> _O que se pede_: Reescreva todas as entradas a seguir, trocando "finger" por "thumb" e mantendo todo o resto inalterado.

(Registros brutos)
——

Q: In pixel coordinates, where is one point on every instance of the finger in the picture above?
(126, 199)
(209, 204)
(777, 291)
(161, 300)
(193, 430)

——

> _Resultado da tarefa_:
Q: In pixel coordinates, where is one point on every instance of the thumb in the picture above?
(126, 199)
(209, 204)
(777, 291)
(161, 300)
(193, 430)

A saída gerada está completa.